>>>>
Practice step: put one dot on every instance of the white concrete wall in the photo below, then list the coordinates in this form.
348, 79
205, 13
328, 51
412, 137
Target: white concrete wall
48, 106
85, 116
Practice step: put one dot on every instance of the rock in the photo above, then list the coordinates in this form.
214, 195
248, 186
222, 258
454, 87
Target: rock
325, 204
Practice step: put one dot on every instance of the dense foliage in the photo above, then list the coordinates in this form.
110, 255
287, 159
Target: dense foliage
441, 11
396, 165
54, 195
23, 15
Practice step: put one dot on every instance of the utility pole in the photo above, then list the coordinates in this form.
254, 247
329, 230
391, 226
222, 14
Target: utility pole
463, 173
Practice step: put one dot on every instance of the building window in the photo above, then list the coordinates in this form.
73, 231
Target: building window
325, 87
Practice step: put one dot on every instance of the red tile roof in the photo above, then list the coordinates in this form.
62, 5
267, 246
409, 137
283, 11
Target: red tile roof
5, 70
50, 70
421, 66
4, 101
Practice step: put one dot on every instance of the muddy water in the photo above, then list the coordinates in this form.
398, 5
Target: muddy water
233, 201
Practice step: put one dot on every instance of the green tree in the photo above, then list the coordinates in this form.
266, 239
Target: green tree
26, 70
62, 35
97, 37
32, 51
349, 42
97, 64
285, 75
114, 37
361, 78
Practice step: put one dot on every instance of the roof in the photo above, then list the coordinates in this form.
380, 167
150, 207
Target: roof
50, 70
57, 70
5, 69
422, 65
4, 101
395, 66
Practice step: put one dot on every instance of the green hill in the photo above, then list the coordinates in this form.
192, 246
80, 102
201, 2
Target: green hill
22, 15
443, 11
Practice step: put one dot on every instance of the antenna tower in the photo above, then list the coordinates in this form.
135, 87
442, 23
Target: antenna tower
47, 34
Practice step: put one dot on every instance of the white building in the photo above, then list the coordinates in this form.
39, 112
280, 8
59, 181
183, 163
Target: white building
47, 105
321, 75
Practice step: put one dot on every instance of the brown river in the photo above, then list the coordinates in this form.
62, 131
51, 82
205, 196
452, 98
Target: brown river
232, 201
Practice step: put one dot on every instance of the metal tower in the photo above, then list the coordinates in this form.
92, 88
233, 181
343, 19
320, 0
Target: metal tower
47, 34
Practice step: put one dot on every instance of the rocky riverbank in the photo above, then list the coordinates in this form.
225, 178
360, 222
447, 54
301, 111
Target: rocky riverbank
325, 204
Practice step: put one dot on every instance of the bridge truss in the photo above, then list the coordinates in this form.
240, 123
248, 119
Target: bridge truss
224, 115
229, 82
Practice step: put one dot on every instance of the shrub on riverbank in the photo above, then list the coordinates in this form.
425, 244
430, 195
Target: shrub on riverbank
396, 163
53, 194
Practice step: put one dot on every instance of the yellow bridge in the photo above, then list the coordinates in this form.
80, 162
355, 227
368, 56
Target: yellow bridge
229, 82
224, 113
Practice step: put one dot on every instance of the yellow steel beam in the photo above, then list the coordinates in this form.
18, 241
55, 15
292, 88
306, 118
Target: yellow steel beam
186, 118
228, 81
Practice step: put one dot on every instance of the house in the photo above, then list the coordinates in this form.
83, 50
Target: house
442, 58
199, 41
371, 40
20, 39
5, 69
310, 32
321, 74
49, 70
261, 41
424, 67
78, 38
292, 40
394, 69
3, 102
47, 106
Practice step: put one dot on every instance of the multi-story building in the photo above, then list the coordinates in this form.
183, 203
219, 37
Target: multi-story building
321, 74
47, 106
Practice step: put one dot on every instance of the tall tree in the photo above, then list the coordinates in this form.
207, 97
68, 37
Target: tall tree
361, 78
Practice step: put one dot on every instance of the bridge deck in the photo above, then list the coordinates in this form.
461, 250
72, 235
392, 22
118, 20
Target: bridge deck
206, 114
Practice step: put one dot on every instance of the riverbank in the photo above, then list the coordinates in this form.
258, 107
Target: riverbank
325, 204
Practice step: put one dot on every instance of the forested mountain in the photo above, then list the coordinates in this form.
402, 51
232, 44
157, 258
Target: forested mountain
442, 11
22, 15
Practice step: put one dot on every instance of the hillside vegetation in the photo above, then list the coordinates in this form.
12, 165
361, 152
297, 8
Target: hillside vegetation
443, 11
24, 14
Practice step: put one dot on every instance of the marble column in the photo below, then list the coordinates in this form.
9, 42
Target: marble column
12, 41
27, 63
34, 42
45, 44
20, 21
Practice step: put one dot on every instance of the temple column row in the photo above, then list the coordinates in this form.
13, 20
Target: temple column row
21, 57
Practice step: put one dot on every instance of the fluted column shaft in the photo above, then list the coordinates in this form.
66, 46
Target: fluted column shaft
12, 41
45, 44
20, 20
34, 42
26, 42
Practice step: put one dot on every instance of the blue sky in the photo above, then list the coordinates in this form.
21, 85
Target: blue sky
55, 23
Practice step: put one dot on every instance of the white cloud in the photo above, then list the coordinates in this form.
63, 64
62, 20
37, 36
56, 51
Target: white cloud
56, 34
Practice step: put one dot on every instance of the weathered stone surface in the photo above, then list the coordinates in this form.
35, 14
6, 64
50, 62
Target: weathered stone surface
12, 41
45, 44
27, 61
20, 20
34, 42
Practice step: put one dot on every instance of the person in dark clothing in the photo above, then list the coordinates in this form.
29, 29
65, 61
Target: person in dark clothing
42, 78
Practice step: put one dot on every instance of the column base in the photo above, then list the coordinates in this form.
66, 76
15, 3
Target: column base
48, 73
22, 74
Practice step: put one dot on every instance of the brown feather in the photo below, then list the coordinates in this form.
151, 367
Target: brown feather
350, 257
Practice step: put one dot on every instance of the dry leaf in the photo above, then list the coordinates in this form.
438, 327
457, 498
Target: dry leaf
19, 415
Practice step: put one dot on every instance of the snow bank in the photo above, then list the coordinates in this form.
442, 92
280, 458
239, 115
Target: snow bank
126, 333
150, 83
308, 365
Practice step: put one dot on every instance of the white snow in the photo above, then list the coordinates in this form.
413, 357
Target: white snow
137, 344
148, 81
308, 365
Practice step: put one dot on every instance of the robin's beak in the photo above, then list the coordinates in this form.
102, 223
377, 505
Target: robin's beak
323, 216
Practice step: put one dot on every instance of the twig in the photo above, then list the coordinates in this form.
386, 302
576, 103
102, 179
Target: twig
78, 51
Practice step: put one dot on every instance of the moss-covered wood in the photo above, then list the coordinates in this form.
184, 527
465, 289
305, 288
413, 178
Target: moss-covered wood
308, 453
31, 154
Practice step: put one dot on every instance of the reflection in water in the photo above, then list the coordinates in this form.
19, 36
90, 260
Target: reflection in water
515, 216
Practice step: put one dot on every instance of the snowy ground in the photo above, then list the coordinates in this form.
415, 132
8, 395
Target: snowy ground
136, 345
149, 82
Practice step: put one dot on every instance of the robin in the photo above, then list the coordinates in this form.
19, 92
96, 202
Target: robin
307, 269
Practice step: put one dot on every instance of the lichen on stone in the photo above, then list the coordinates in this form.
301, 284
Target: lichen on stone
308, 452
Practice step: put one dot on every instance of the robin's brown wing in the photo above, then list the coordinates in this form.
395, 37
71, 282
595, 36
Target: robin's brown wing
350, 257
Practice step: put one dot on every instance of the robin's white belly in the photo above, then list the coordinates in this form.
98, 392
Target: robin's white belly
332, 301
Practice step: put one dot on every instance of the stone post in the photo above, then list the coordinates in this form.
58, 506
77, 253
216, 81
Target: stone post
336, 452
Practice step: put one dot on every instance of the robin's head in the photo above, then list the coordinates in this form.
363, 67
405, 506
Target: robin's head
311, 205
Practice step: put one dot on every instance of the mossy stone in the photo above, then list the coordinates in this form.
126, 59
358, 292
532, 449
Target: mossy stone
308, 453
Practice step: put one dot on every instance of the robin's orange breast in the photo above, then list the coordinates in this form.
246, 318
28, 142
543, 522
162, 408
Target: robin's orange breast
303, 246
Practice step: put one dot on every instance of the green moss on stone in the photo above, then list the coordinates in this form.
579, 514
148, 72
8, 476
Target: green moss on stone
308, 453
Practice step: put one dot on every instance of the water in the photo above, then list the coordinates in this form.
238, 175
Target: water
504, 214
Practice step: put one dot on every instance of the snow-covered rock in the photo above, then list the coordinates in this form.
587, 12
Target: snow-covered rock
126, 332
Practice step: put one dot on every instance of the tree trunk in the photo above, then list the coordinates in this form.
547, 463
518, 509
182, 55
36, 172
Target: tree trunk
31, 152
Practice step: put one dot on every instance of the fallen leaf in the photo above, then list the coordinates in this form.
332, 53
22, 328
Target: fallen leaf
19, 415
<<<<
>>>>
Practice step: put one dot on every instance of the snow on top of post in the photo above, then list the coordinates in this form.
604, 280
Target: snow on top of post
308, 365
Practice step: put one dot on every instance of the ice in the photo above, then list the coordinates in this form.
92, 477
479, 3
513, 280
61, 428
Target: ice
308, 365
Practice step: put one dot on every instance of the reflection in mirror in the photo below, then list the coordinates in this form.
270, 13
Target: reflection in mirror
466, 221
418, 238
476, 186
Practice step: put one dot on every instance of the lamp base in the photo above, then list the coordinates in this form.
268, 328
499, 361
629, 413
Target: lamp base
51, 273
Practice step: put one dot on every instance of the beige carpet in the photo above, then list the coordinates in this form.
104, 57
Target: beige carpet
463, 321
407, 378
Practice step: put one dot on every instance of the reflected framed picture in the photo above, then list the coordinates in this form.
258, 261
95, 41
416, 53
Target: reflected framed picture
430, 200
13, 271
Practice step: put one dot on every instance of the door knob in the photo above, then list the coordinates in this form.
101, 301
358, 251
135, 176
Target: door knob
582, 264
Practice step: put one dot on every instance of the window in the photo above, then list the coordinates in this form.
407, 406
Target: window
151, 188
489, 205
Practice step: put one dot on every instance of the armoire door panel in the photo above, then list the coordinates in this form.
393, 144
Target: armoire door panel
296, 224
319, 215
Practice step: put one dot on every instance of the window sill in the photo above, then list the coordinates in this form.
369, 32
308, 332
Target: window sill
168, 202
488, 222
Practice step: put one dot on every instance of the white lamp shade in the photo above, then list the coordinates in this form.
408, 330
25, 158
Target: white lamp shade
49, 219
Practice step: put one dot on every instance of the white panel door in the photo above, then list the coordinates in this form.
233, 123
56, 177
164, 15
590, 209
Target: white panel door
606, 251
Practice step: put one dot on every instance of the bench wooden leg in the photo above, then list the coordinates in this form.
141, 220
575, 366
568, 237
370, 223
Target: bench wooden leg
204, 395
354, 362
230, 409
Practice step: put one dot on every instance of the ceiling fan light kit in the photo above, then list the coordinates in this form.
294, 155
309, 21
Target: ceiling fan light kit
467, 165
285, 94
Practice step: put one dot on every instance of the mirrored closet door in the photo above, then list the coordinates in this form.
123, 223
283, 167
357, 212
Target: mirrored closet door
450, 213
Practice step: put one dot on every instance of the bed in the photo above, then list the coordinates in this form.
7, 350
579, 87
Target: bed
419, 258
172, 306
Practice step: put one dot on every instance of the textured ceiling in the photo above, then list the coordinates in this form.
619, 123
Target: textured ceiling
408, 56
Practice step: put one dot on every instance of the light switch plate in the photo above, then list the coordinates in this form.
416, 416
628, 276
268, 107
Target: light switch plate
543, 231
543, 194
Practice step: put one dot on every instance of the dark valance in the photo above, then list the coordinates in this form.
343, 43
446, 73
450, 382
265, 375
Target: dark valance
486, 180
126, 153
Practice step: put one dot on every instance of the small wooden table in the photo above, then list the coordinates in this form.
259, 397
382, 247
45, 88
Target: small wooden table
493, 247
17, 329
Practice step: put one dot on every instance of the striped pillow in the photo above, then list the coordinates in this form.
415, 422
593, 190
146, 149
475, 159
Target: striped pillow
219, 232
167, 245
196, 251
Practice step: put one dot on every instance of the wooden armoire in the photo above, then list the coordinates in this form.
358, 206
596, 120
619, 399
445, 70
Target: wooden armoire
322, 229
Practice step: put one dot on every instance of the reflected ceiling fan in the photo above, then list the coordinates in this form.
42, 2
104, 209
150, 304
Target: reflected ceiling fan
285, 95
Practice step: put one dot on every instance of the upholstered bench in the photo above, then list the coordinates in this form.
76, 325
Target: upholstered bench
<<<<
>>>>
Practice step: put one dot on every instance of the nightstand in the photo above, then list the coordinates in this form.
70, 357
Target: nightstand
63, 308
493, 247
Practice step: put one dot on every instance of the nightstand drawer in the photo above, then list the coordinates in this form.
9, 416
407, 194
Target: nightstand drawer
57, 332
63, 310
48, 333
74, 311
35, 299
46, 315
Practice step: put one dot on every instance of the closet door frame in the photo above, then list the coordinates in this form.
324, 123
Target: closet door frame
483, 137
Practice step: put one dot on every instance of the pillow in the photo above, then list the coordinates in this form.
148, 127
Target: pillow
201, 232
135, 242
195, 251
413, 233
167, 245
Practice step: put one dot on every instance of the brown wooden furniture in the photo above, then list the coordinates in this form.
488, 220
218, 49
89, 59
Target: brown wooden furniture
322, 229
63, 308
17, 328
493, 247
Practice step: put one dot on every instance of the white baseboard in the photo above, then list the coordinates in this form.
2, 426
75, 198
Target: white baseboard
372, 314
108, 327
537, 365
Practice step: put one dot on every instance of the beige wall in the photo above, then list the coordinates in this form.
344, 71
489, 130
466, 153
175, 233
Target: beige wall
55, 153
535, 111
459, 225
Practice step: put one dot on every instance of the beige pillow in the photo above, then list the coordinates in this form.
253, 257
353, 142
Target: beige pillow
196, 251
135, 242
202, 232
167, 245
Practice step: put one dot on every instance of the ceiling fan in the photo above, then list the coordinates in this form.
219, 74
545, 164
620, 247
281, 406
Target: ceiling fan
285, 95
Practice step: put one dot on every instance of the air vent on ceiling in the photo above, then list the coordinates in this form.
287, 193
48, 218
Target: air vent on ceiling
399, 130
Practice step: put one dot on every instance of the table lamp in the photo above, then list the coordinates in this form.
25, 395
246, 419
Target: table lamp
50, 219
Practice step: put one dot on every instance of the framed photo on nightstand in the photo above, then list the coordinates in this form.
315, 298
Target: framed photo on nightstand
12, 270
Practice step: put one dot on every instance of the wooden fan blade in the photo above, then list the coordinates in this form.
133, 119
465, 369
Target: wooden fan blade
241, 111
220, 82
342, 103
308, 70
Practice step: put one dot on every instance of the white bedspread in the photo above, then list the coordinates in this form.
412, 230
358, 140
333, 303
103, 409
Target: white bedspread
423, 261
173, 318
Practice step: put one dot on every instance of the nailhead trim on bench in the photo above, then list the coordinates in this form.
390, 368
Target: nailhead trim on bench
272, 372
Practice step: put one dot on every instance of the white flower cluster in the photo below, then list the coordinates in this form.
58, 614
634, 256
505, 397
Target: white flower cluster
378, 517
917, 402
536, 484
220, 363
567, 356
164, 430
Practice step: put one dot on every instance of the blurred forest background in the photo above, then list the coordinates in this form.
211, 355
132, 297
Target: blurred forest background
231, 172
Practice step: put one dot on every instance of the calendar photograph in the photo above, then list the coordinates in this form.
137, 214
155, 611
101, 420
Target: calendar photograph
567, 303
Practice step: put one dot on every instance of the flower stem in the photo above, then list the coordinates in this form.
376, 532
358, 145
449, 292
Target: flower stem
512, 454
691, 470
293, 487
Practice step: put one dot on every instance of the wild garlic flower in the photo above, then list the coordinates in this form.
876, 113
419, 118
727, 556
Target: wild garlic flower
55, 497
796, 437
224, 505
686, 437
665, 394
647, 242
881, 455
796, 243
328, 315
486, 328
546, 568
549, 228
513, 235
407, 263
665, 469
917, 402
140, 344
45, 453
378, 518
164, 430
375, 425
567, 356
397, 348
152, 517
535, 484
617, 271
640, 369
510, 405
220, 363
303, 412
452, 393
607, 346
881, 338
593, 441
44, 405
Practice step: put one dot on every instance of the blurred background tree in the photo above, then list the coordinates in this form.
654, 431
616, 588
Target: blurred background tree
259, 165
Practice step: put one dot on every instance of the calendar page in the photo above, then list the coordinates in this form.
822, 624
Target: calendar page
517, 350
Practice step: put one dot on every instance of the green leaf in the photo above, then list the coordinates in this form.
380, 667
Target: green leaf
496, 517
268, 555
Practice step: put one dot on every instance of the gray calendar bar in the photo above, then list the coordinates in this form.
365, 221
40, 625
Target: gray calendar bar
<<<<
- [What is being asked]
From the rows above, gather each row that contains the word "building" and copy it out in full.

- [Reply to the exercise]
Practice step: put one dot on every instance of the building window in the photo above, then list the coordinates in this form.
Target: building window
Practice step: put one dot on every instance of the white building in the photo above, then list the coordinates in this form.
Target: white building
Practice step: put one dot on every instance of the multi-story building in the photo above, then list the coordinates in this form.
Target: multi-story building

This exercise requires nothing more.